--- Records for the task Enclosed Below ---

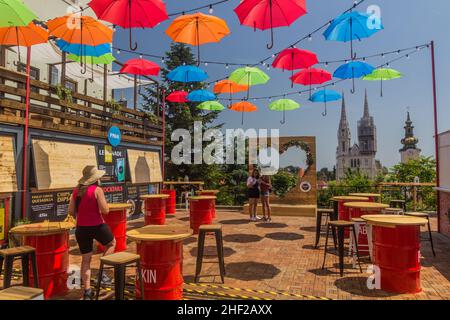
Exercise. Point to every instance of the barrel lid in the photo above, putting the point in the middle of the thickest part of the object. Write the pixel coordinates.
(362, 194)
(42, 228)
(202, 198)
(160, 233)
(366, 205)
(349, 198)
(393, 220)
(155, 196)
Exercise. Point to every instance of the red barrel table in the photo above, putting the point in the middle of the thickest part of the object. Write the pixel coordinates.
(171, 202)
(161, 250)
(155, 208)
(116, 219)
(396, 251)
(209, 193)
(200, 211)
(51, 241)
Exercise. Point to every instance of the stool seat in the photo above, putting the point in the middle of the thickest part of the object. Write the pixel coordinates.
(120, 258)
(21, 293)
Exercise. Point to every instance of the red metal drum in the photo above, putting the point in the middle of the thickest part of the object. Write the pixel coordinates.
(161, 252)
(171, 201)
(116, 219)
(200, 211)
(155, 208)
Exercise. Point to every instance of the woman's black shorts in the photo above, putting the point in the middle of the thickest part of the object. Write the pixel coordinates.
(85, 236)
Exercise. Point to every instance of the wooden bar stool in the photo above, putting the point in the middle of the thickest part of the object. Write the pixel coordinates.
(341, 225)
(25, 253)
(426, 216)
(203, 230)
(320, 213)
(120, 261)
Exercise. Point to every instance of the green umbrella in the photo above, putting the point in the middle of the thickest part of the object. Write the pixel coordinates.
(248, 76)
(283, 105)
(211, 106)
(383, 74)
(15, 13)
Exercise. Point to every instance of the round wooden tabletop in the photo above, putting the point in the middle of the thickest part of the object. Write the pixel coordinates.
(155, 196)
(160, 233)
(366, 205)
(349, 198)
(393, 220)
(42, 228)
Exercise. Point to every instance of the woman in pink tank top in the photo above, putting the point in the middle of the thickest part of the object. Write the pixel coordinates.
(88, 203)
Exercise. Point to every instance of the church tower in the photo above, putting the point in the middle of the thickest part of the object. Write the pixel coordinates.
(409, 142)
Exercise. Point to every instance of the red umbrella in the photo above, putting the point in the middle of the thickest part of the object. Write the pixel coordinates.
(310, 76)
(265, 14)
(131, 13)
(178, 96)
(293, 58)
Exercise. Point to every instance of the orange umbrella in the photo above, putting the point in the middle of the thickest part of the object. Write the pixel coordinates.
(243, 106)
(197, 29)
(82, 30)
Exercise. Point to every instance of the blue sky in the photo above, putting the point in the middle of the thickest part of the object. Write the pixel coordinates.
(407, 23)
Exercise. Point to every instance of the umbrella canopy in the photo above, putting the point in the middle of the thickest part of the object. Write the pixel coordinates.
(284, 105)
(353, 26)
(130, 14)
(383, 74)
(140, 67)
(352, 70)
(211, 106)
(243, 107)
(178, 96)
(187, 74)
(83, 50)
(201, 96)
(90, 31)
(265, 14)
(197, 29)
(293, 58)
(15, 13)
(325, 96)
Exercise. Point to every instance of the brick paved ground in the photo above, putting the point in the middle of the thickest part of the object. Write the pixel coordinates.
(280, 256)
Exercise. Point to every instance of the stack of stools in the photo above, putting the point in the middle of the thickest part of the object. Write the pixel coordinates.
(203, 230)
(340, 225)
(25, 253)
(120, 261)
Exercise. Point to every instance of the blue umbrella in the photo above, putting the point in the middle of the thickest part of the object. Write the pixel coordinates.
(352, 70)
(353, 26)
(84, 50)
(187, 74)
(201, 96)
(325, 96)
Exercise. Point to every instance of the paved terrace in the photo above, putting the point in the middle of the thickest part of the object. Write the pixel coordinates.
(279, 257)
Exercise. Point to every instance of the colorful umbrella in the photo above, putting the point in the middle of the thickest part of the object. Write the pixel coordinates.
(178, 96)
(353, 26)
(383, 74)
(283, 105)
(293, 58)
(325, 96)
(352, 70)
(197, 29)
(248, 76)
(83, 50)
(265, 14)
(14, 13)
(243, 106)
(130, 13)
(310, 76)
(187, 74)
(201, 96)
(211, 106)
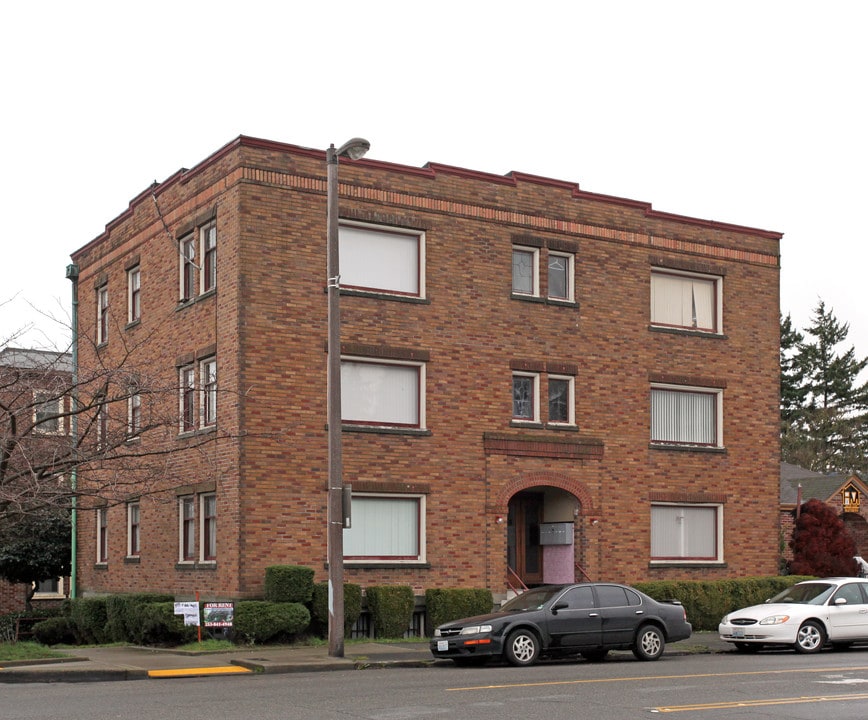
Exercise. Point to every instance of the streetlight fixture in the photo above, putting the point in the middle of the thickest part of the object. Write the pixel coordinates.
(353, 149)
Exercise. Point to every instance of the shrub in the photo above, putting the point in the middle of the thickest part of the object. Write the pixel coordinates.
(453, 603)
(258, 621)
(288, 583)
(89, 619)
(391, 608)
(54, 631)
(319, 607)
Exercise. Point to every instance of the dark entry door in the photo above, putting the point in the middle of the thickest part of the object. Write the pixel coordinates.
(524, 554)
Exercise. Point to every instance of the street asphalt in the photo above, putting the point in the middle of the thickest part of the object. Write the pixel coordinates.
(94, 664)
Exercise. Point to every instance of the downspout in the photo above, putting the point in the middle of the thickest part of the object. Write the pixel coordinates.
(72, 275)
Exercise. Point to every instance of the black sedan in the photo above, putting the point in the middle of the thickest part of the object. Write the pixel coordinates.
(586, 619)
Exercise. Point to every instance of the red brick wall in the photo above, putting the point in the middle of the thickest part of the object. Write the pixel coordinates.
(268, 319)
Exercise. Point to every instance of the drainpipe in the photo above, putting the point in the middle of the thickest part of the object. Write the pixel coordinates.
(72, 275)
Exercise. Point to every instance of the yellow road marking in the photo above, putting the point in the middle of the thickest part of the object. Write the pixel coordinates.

--- End of Enclosed Records for the task ---

Description of the task =
Pictures don't belong in the copy. Restate all the entries exactly.

Written answer =
Exercise. Point to every instance of the barrel lid in the photo above, putting the point in the middle of the thickest part of the object. Write the pixel coordinates.
(362, 194)
(42, 228)
(202, 198)
(160, 233)
(366, 205)
(349, 198)
(393, 220)
(155, 196)
Exercise. Point to every instance of the red barrel table in the photo above, putting the point in the middle of the thickest part of the object. Write the pixel coordinates.
(171, 202)
(161, 250)
(155, 208)
(116, 219)
(396, 251)
(209, 193)
(200, 211)
(51, 241)
Exercise. Point to every instance of the stool seat in the photo above, putting the point in the middle of the thickest part of the object. Write the pixel coordinates.
(120, 258)
(21, 293)
Exercise. Point to every instance of the red metal drum in the photo above, putting the point in the middle of the thickest part of the object. Write the pixel coordinates.
(161, 252)
(171, 201)
(116, 219)
(200, 211)
(155, 208)
Exercise. Point to every instance of the woman's black shorts in the photo above, putting the point in the middle of the thickest part of the object. Write the pixel coordinates.
(85, 236)
Exercise. Point to every instance of the wooden bar stool in the photo above, putting the point in the middle of the thickest part of the object. Write the pixel coordinates.
(341, 225)
(25, 253)
(426, 216)
(203, 230)
(320, 213)
(120, 261)
Exercise. Point to every instance of the green umbrella in the photo above, putting the point in the middle of the thickest part of the object. Write the pixel coordinates.
(248, 76)
(283, 105)
(211, 106)
(383, 74)
(15, 13)
Exercise. Point to every instance of the round wooden tabletop in the photo above, putting the point in the middle of the thickest part of the object. Write the pixel coordinates.
(155, 196)
(160, 233)
(366, 205)
(349, 198)
(393, 220)
(42, 228)
Exercise. Point to every instance of the woman in pink tank top in the photo above, putting the point in the middle of the thickest part of the object. Write the pixel coordinates.
(88, 203)
Exercise. Point to every instance of the church tower in the photo above, putting the point in the middle of the thickest part of the object. Write the pixel coordinates.
(409, 142)
Exercise. Point to every instance of the red umbrella in the photo above, putting the point in the middle of the thickest part of the object. Write the pixel coordinates.
(310, 76)
(265, 14)
(131, 13)
(178, 96)
(293, 58)
Exercise. Point to every instance of the orange umbrella in the photo above, putting the point in the middle of the thickest part of the object. Write the pixel coordinates.
(243, 106)
(197, 29)
(82, 30)
Exercise. Point to every instance of the blue sky in the photo above, putting the point in the middle of the thickest part of the object. Write the pixel coordinates.
(407, 23)
Exercise. Point to every instance of the umbrella canopy in the photo above, putting the point in the middle of the thickest part of the object. Write the pixel coordinates.
(284, 105)
(353, 26)
(130, 14)
(383, 74)
(140, 67)
(352, 70)
(211, 106)
(243, 107)
(178, 96)
(187, 74)
(83, 50)
(201, 96)
(90, 31)
(265, 14)
(197, 29)
(293, 58)
(15, 13)
(325, 96)
Exercise. Point to every instance of the brick paved ground in the photo above, putting the point in the middle of the thickest part of the object. Write the pixel coordinates.
(280, 256)
Exercise. Point to every instance of the stack of stools in the photo above, putting the point in the middle of the thickest part of the object. Write the pixel coordinates.
(203, 230)
(340, 225)
(25, 253)
(120, 261)
Exercise. Point to every instance of the blue umbrella in the photo above, putting the point in the middle of the thickest part of the object. Write the pixel coordinates.
(352, 70)
(353, 26)
(84, 50)
(187, 74)
(201, 96)
(325, 96)
Exercise. Point to every instance of the paved terrace in the photo above, putting the point in the middle of the thickest part of the object. Write the pixel coordinates.
(279, 257)
Exercise. Point to every instance of the colorful umbrella in the photo above, putting the point in the middle of the thickest part of the object. Write the pixel coordinates.
(178, 96)
(353, 26)
(383, 74)
(283, 105)
(293, 58)
(325, 96)
(352, 70)
(197, 29)
(248, 76)
(83, 50)
(265, 14)
(14, 13)
(243, 106)
(130, 13)
(310, 76)
(187, 74)
(201, 96)
(211, 106)
Exercise. Point to every instance of the streetlight fixture in the photo above, putting the point in the middle of the thickest part of the object. Write the pixel coordinates.
(353, 149)
Exercise. Point to every instance of the shrub in the photo above, putting the point in the middle of the thickest part of the object. Write the pixel coordinates.
(453, 603)
(258, 621)
(288, 583)
(89, 619)
(391, 608)
(54, 631)
(319, 607)
Exercise. Point to every instance of the dark entry door in the photo above, putting the point in the middle of the thickest part of the object. Write the pixel coordinates.
(524, 554)
Exercise. Point to every instance of the street asphalt in the photo above, putting the point in the middle of the thickest part of the object. Write the pixel coordinates.
(94, 664)
Exercise. Point to every instance of the downspout in the photo above, putting the point in the middle of the thickest part of the object. Write the pixel coordinates.
(72, 275)
Exercise. Point to every instance of the black sedan in the photo above, putting the point in the middle of the thickest part of the object. Write the pixel coordinates.
(586, 619)
Exercise. Point to every instance of the red brick wall in the photo above, putting the point in the middle of the thickest part of the object. Write the pixel coordinates.
(268, 319)
Exercise. Point to every instance of the drainpipe in the photo above, putting the point in the middle of the thickest part of the object. Write the pixel coordinates.
(72, 275)
Exercise. Point to every instance of the yellow road marking in the photo above, putting the point in the middle of the thickest part of the object. Write the pixel coordinates.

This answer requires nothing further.